··· Extrait du document ···

Laboratoire technique du bâtiment et des travaux publics.

Grace à l’argent gagné, par le secteur privé, avec la clientèle du Centre Expérimental du Pacifique (CEP), la ville dePapeete change de visage; les vieilles, mais pittoresques maisons en bois, de plein pied, sont remplacées par des immeubles modernes à étages, construits généralement en béton.
Les études de fondations de maisons, d’immeubles, de ponts, et de routes étaient du ressort du LBTP, qui disposait de matériels modernes, et d’un laboratoire richement doté, pour des mesures effectuées sur le terrain, ou sur des prélèvements intacts des sols de fondations. Ceci permettait les calculs de dimentionnement des fondations des immeubles : radiers, semelles ou des pieux profonds.
Ces derniers étaient souvent requis, parce que les sols de surface de la plaine côtière, sur laquelle avait été construite Papeete, étaient des limons vaseux mous.
Par exemple l’actuelle poste a été fondée sur une forêt de pieux souterrains d’un mètre de diamètre, et de 25 mètres de profondeur, pour atteindre une couche de sable noir compacte. Ceci a été le cas de la plupart des immeubles à étages construits à cette époque.

Détaché à l’Office du Tourisme

Ma nouvelle mission débute par une visite, avec Philippe, au Directeur de l’Office du tourisme. Il y a un vaste programme de développement du tourisme, qui s’élabore par touches successives. Chacune étant la volonté d’un investisseur de construire un hôtel dans les îles (Moorea, Raiatea, Huahine, et surtout Bora-Bora qui jouit en Amérique d’une excellente réputation, importée par les JI rentrant de la guerre contre le Japon, qui prend fin avec la reddition sa réédition, suite aux bombes atomiques larguées sur Hiroshima et Nagasaki.
Il s’agit donc donc, pour le Territoire, de mettre à disposition des investisseurs des installations produisant de l’eau potable pour leurs hôtels.
Avant mon arrivée M. Petit, géologue avait passé deux années à reconnaître le potentiel hydrogéologie de l’île de Tahiti, des archipels. Il avait remis un rapport, s’appuyant sur les campagnes de forages réalisées, sur ses directives par l’entreprise française Bachy. Ce rapport se concentrait en particulier sur l’alimentation en eau de Papeete, et une batterie de forages horizontaux avait été réalisée avec succès au fond de la vallée de la Fautaua, qui dominait Papeete. 
Quelques forages verticaux avaient aussi été réalisés dans les îles concernées par le développement touristique. Mais avec moins de succès. Les communes alimentées par des captages de source en montagne, ne bénéficiait en général que de ressources saisonnières:
– en saison des pluies, une eau abondante mais boueuse
– en saison sèche une eau claire mais d’un débit limité.

···

Consigne écrite 1:
Répondez à ces questions à partir de l'extrait :
(a) Quels sont le diamètre et la profondeur des pieux sur lesquels l'actuelle poste a été fondée ?
(b) Quelle entreprise a réalisé les campagnes de forages sur les directives de M. Petit ?
(c) Selon l'extrait, comment est l'eau des captages de source en saison sèche ?
Consigne écrite 2: Recopiez sans rien changer le passage de l'extrait qui s'ouvre sur les mots « Ces derniers étaient » et se termine par « limons vaseux mous. ».

··· Lignes de données ···

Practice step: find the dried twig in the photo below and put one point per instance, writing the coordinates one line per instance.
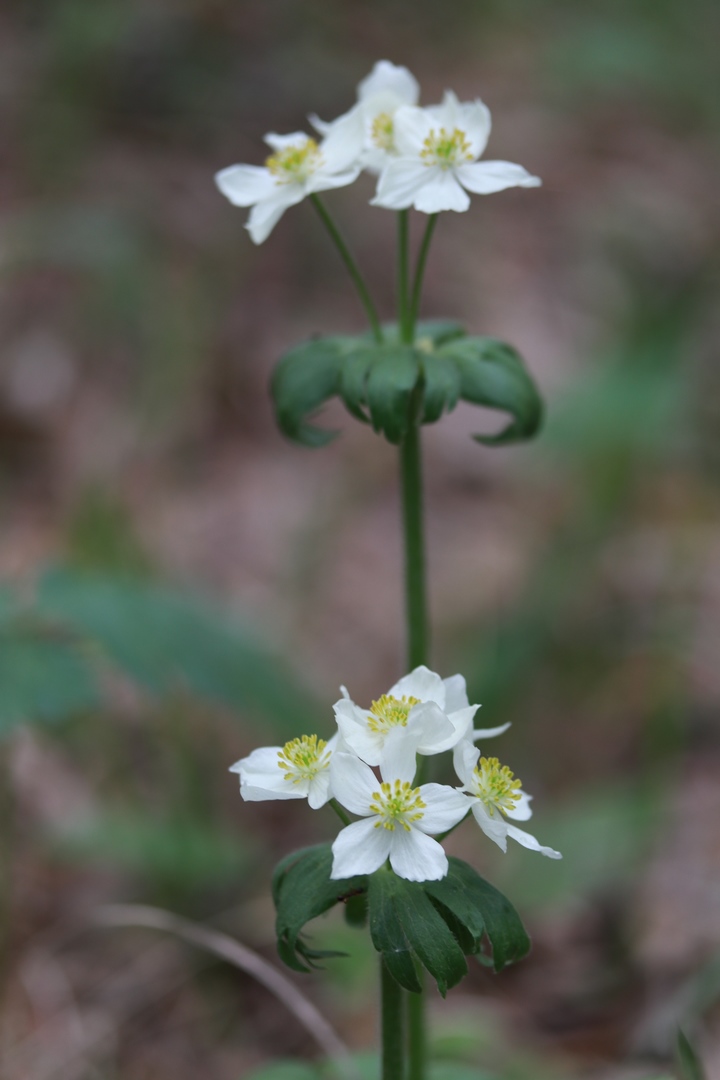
(239, 955)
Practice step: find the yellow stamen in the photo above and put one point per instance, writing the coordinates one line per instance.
(295, 163)
(496, 785)
(389, 712)
(303, 758)
(397, 804)
(446, 148)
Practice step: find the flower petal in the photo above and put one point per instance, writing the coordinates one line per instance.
(456, 693)
(464, 758)
(421, 683)
(486, 177)
(360, 848)
(529, 841)
(440, 192)
(399, 183)
(522, 811)
(410, 129)
(245, 185)
(496, 827)
(353, 783)
(436, 731)
(398, 754)
(445, 808)
(265, 215)
(416, 856)
(390, 78)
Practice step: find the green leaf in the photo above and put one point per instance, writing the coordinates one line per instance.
(303, 379)
(442, 386)
(302, 889)
(166, 640)
(492, 374)
(353, 380)
(390, 383)
(406, 928)
(42, 680)
(691, 1067)
(480, 908)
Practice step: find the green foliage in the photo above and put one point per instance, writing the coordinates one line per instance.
(689, 1063)
(42, 679)
(165, 640)
(302, 889)
(378, 382)
(430, 923)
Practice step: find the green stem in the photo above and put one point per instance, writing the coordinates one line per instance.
(353, 269)
(420, 270)
(417, 1042)
(416, 601)
(391, 1012)
(404, 322)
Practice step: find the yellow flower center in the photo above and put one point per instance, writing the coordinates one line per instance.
(446, 148)
(496, 785)
(397, 804)
(389, 712)
(383, 132)
(295, 163)
(303, 758)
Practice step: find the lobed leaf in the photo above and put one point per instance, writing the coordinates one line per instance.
(492, 374)
(304, 378)
(302, 889)
(406, 928)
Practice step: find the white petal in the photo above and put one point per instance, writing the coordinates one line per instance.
(436, 731)
(416, 856)
(496, 827)
(265, 215)
(390, 78)
(462, 725)
(245, 185)
(282, 142)
(318, 790)
(489, 732)
(440, 192)
(445, 808)
(360, 848)
(529, 841)
(410, 129)
(398, 754)
(522, 811)
(464, 759)
(353, 783)
(322, 180)
(456, 693)
(422, 684)
(357, 736)
(399, 183)
(486, 177)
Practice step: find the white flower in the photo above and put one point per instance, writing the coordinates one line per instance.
(298, 166)
(422, 714)
(493, 791)
(298, 770)
(436, 163)
(397, 819)
(369, 123)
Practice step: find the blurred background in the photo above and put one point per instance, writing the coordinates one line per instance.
(178, 584)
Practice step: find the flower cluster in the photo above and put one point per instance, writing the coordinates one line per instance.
(425, 158)
(369, 767)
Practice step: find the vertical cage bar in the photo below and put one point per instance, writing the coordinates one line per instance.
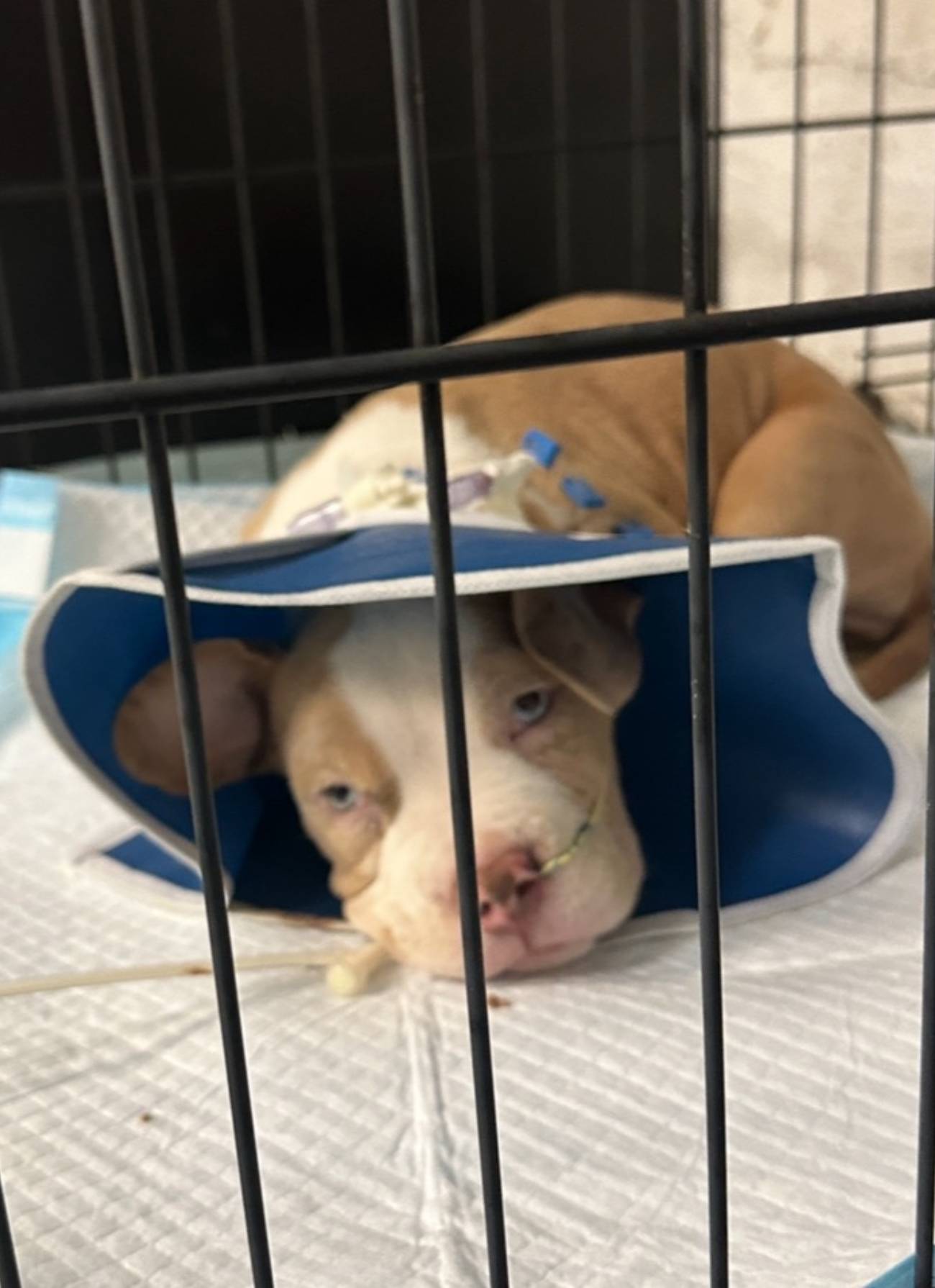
(245, 219)
(9, 352)
(798, 153)
(692, 55)
(715, 138)
(326, 184)
(91, 324)
(562, 189)
(482, 155)
(9, 1270)
(925, 1158)
(930, 389)
(164, 228)
(102, 70)
(414, 173)
(638, 146)
(872, 257)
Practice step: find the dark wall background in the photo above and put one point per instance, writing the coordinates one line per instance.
(554, 166)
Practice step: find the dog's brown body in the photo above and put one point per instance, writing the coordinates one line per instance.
(793, 453)
(352, 712)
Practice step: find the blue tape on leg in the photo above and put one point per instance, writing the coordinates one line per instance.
(542, 448)
(580, 492)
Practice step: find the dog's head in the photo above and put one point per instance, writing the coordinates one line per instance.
(352, 715)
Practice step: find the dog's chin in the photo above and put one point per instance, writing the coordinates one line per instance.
(545, 958)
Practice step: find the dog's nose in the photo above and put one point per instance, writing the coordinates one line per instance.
(503, 883)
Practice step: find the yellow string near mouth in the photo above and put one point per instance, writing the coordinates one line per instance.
(560, 861)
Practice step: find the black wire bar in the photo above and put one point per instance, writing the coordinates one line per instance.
(414, 176)
(102, 70)
(695, 214)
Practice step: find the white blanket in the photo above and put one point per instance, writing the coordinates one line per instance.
(115, 1140)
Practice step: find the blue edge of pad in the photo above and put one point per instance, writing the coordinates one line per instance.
(900, 1275)
(803, 781)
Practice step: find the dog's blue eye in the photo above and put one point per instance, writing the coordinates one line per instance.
(531, 706)
(340, 797)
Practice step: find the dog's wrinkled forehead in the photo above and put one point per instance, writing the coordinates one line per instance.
(387, 668)
(362, 686)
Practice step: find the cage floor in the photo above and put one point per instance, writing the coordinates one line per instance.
(115, 1139)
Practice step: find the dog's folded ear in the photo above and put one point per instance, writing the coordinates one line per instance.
(584, 635)
(234, 686)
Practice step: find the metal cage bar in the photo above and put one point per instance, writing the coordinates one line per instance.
(245, 219)
(110, 128)
(327, 210)
(798, 153)
(639, 178)
(286, 381)
(9, 352)
(163, 219)
(560, 177)
(78, 231)
(872, 253)
(925, 1165)
(482, 165)
(695, 214)
(414, 174)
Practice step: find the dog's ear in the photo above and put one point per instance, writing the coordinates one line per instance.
(234, 686)
(585, 638)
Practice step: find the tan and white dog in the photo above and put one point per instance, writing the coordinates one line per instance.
(352, 715)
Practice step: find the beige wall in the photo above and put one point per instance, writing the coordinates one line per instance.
(756, 171)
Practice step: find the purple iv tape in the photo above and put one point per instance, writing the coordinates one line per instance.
(464, 490)
(322, 518)
(469, 487)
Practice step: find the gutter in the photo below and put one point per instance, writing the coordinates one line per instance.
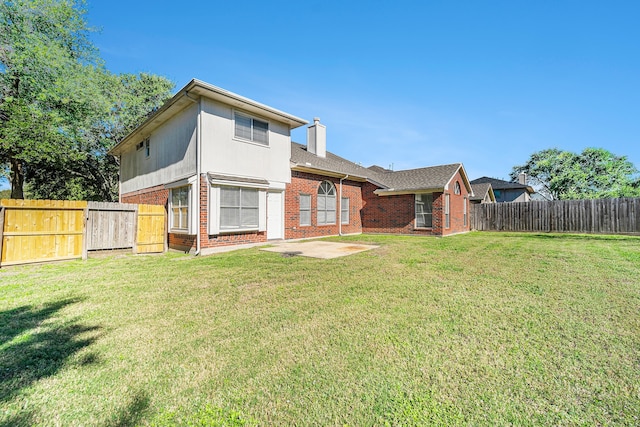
(198, 167)
(340, 214)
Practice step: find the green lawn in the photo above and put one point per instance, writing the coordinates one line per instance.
(475, 329)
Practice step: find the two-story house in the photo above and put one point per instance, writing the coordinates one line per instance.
(225, 168)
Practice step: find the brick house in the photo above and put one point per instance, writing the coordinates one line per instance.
(482, 193)
(225, 168)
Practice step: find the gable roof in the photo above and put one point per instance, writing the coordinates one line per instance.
(433, 178)
(187, 96)
(480, 190)
(331, 165)
(429, 179)
(498, 184)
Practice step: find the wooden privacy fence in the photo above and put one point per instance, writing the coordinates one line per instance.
(600, 216)
(49, 230)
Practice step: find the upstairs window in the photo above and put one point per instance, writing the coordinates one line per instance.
(424, 210)
(251, 129)
(326, 203)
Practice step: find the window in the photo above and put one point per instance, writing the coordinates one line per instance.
(447, 219)
(180, 209)
(305, 209)
(344, 210)
(251, 129)
(464, 211)
(238, 208)
(326, 204)
(424, 206)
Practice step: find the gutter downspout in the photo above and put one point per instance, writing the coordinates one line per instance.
(198, 167)
(340, 214)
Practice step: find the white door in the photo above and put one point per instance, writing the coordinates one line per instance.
(275, 226)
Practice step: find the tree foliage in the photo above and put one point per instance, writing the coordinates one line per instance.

···

Réponse finale 1:
(a) Un mètre de diamètre et 25 mètres de profondeur.
(b) L'entreprise française Bachy.
(c) Une eau claire mais d'un débit limité.

Réponse finale 2:
Ces derniers étaient souvent requis, parce que les sols de surface de la plaine côtière, sur laquelle avait été construite Papeete, étaient des limons vaseux mous.